Task goal:
Update the records below by replacing "dry grass" with "withered grass" wherever it appears, leaving everything else unchanged, and reproduce them without the pictures.

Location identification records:

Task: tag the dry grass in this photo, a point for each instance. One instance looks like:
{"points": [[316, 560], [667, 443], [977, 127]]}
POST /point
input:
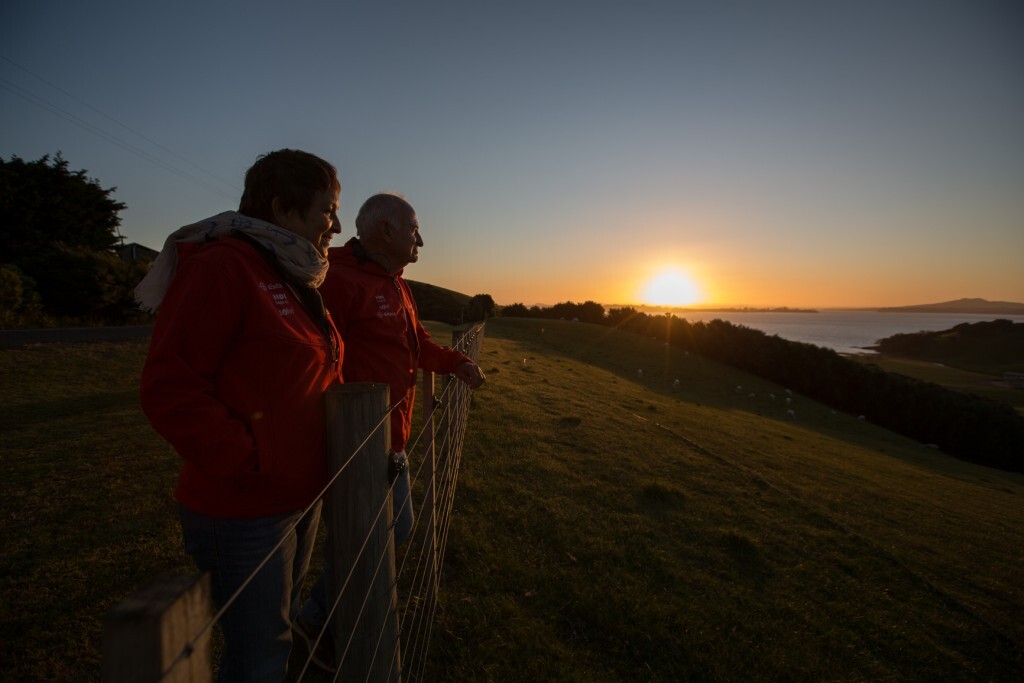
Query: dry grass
{"points": [[606, 528]]}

Result of this exercise:
Task: tag the withered grass in this photo, a point for each instance. One instance looks like:
{"points": [[316, 560], [667, 443], [977, 127]]}
POST /point
input:
Query: withered grass
{"points": [[606, 528]]}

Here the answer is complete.